> **GOAL OF THE EXERCISE**
In your answer, copy every entry that follows exactly.

> **MATERIAL PROVIDED**
..........
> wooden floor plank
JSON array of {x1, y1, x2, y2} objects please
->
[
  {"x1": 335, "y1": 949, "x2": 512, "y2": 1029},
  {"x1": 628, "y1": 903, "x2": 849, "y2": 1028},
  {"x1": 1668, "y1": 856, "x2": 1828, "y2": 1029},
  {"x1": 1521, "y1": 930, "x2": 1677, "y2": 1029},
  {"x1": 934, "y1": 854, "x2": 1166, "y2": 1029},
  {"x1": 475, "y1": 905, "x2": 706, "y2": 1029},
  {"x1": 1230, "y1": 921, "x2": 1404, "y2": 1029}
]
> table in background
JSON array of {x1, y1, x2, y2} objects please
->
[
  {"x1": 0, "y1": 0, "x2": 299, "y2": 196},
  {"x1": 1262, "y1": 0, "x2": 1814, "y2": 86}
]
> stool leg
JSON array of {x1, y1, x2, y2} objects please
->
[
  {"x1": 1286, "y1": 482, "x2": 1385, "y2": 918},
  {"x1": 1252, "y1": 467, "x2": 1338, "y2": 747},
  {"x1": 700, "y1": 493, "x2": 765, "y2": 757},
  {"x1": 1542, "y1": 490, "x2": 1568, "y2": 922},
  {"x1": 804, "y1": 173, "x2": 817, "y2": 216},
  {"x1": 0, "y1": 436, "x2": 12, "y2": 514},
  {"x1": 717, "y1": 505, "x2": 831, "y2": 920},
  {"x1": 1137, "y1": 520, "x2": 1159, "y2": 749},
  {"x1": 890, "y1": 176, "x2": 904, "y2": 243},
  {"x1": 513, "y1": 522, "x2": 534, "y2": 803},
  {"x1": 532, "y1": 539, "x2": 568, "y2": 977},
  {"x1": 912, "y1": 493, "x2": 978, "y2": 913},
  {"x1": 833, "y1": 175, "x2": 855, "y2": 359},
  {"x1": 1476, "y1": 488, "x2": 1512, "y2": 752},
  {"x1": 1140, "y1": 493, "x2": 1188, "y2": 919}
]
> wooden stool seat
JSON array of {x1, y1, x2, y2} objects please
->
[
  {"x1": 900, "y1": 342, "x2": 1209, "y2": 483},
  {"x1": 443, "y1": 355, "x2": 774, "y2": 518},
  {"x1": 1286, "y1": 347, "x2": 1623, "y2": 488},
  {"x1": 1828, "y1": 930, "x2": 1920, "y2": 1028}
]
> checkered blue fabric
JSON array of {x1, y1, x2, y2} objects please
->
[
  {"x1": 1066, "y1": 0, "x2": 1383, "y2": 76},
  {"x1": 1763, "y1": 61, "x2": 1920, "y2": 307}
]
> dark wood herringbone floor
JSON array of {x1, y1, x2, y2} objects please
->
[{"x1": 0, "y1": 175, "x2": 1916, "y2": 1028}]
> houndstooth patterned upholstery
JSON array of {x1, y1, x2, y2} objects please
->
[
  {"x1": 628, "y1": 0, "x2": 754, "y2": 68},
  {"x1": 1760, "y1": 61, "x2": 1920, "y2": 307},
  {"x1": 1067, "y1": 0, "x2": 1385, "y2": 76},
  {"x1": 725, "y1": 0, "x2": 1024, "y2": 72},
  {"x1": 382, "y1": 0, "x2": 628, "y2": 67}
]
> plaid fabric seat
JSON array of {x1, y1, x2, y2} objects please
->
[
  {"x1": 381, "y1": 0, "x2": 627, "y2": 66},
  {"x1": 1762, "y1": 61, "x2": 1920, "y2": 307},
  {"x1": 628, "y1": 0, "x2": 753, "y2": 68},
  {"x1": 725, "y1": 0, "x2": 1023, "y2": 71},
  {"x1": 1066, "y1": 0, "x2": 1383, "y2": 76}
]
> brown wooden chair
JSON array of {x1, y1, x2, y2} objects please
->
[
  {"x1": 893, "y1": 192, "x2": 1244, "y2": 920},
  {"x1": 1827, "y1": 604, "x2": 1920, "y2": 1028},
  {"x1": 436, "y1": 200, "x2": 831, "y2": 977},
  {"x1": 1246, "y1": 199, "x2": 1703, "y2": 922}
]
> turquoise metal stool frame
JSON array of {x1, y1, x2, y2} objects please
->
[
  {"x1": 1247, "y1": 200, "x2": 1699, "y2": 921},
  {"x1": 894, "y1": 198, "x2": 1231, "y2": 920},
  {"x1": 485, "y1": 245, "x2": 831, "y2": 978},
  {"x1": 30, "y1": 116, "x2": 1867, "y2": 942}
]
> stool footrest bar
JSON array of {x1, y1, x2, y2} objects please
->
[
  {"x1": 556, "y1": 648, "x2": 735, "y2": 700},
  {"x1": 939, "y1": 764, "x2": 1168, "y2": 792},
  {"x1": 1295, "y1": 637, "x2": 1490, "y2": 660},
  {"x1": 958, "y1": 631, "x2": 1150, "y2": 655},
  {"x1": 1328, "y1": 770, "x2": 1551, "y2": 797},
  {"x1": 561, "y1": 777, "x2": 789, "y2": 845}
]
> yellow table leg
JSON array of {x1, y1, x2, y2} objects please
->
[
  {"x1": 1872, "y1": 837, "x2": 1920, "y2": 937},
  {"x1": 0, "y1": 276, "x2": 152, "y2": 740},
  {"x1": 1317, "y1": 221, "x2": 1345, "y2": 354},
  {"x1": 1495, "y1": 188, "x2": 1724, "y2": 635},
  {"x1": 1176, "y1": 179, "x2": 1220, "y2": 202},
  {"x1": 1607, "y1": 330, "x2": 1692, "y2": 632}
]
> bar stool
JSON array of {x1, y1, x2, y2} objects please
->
..........
> **SOLUTION TO THIS PROBLEM**
> wooden floor plank
JSON array of {x1, y1, x2, y2} objects please
->
[
  {"x1": 335, "y1": 949, "x2": 512, "y2": 1029},
  {"x1": 628, "y1": 903, "x2": 849, "y2": 1028},
  {"x1": 1668, "y1": 856, "x2": 1828, "y2": 1029},
  {"x1": 1521, "y1": 930, "x2": 1677, "y2": 1029},
  {"x1": 934, "y1": 854, "x2": 1166, "y2": 1029},
  {"x1": 475, "y1": 905, "x2": 706, "y2": 1029},
  {"x1": 1230, "y1": 921, "x2": 1404, "y2": 1029}
]
> table in background
JSON array of {x1, y1, x2, y2} objects please
->
[
  {"x1": 0, "y1": 0, "x2": 299, "y2": 196},
  {"x1": 1262, "y1": 0, "x2": 1814, "y2": 86}
]
> stool leg
JSON array of {x1, y1, x2, y2} objects please
->
[
  {"x1": 1286, "y1": 482, "x2": 1385, "y2": 918},
  {"x1": 1252, "y1": 467, "x2": 1338, "y2": 747},
  {"x1": 700, "y1": 493, "x2": 765, "y2": 757},
  {"x1": 1542, "y1": 490, "x2": 1568, "y2": 922},
  {"x1": 804, "y1": 173, "x2": 817, "y2": 216},
  {"x1": 0, "y1": 436, "x2": 12, "y2": 514},
  {"x1": 717, "y1": 505, "x2": 831, "y2": 920},
  {"x1": 1137, "y1": 520, "x2": 1159, "y2": 749},
  {"x1": 890, "y1": 176, "x2": 904, "y2": 243},
  {"x1": 513, "y1": 522, "x2": 534, "y2": 803},
  {"x1": 532, "y1": 539, "x2": 568, "y2": 977},
  {"x1": 912, "y1": 493, "x2": 978, "y2": 913},
  {"x1": 833, "y1": 175, "x2": 855, "y2": 359},
  {"x1": 1476, "y1": 488, "x2": 1512, "y2": 752},
  {"x1": 1140, "y1": 493, "x2": 1188, "y2": 919}
]
> wooden stool seat
JSON array of {x1, y1, x2, y2} objects please
->
[
  {"x1": 900, "y1": 342, "x2": 1209, "y2": 483},
  {"x1": 443, "y1": 355, "x2": 774, "y2": 518},
  {"x1": 1286, "y1": 347, "x2": 1623, "y2": 488},
  {"x1": 1828, "y1": 930, "x2": 1920, "y2": 1028}
]
> checkered blue fabric
JSON array of {x1, y1, x2, y2} objects please
->
[
  {"x1": 1066, "y1": 0, "x2": 1383, "y2": 76},
  {"x1": 1763, "y1": 61, "x2": 1920, "y2": 307}
]
> dark wood herringbone floor
JSON array of {x1, y1, x2, y2} objects please
->
[{"x1": 0, "y1": 175, "x2": 1916, "y2": 1028}]
> houndstooth patterned upholstery
JSON array of {x1, y1, x2, y2} objects please
->
[
  {"x1": 628, "y1": 0, "x2": 754, "y2": 68},
  {"x1": 1760, "y1": 61, "x2": 1920, "y2": 307},
  {"x1": 1067, "y1": 0, "x2": 1385, "y2": 76},
  {"x1": 725, "y1": 0, "x2": 1024, "y2": 72},
  {"x1": 382, "y1": 0, "x2": 628, "y2": 67}
]
> plaid fabric seat
JSON array of {x1, y1, x2, y2} objects please
->
[
  {"x1": 381, "y1": 0, "x2": 627, "y2": 66},
  {"x1": 1762, "y1": 61, "x2": 1920, "y2": 307},
  {"x1": 628, "y1": 0, "x2": 753, "y2": 68},
  {"x1": 725, "y1": 0, "x2": 1023, "y2": 71},
  {"x1": 1066, "y1": 0, "x2": 1383, "y2": 76}
]
> brown wooden chair
JSON array of {x1, y1, x2, y2} objects please
->
[
  {"x1": 893, "y1": 192, "x2": 1244, "y2": 920},
  {"x1": 1827, "y1": 604, "x2": 1920, "y2": 1028},
  {"x1": 436, "y1": 200, "x2": 831, "y2": 977},
  {"x1": 1246, "y1": 199, "x2": 1703, "y2": 922}
]
> turquoise metal stool frame
JSON array of {x1, y1, x2, y2} objects please
->
[
  {"x1": 1247, "y1": 200, "x2": 1699, "y2": 921},
  {"x1": 894, "y1": 198, "x2": 1231, "y2": 920},
  {"x1": 485, "y1": 245, "x2": 831, "y2": 978},
  {"x1": 30, "y1": 116, "x2": 1867, "y2": 942}
]
> stool footrest bar
JSON array of {x1, y1, x2, y2} objects please
->
[
  {"x1": 556, "y1": 648, "x2": 735, "y2": 700},
  {"x1": 939, "y1": 764, "x2": 1168, "y2": 792},
  {"x1": 1295, "y1": 637, "x2": 1490, "y2": 660},
  {"x1": 958, "y1": 631, "x2": 1150, "y2": 655},
  {"x1": 1328, "y1": 770, "x2": 1551, "y2": 797},
  {"x1": 561, "y1": 777, "x2": 789, "y2": 845}
]
> yellow table leg
JSON array of {x1, y1, x2, y2} objects please
->
[
  {"x1": 1872, "y1": 837, "x2": 1920, "y2": 937},
  {"x1": 0, "y1": 276, "x2": 152, "y2": 740},
  {"x1": 1317, "y1": 221, "x2": 1345, "y2": 354},
  {"x1": 1495, "y1": 188, "x2": 1724, "y2": 635},
  {"x1": 1176, "y1": 179, "x2": 1220, "y2": 202},
  {"x1": 1607, "y1": 330, "x2": 1692, "y2": 632}
]
> bar stool
JSON array of {x1, y1, x2, y2} objects please
->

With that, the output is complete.